→ Action item
Read through the data and report every line in which the word "like" occurs.

(Dataset records)

:::::

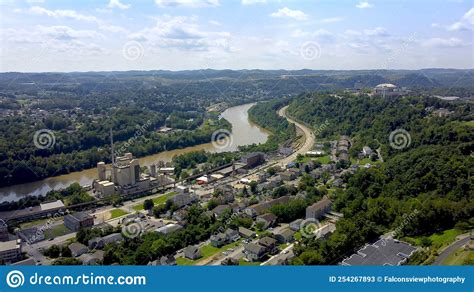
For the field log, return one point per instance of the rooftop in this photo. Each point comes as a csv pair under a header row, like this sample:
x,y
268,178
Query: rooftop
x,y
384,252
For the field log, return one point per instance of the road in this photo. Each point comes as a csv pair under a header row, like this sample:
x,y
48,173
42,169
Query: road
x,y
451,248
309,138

:::::

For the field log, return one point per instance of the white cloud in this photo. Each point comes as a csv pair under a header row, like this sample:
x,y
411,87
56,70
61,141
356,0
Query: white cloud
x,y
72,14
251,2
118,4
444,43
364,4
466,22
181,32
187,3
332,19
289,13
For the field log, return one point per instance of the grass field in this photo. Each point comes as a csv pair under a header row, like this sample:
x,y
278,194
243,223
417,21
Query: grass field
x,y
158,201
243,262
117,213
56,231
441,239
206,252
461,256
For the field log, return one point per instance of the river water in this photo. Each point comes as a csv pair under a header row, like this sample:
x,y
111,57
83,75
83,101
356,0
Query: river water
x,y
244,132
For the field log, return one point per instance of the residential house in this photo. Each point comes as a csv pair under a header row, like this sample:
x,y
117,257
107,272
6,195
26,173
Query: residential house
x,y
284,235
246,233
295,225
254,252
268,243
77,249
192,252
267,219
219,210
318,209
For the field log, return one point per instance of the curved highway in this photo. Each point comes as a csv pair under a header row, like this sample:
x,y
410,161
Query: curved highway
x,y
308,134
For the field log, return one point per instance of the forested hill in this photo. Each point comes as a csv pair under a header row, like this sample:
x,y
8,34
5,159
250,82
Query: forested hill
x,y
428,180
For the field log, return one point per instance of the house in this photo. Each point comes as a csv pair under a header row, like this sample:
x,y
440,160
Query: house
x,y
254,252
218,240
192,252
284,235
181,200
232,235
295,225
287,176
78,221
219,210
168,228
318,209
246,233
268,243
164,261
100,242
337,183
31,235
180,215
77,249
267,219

:::::

→ Solution for this exercise
For the field log, return one point per instance of the rooftop in this photo. Each point comes as a csv pair under a header row, like this sample:
For the field log, return one point per instance of the road in this photo. Each point comes as a csv pair under a header row, like this sample:
For the field log, return one point per instance of the white cloud in this photo. Each point comes as a csv pair under a header row, like this sample:
For the field log, return one point per instance of the grass field in this photo. Each point comes as a csv pair under a header row, like this sample:
For the field log, return one point per instance of the river water in this photo. Each point comes as a csv pair under a header row, like this sample:
For the field log, return one point per instance of the residential house in this photo. Each point comes as a csv pair under a header row, like this sample:
For the field log, return one point per instance of the curved highway in this photo. Each point comes as a csv pair under a header row, like this sample:
For the field log, return one point per instance of the forested hill in this photo. Each point comes as a csv pair under a header row, like this sample:
For the field log, return one point per instance of the house in this photo. Each point comes as a csv pair under a header row, like this sample:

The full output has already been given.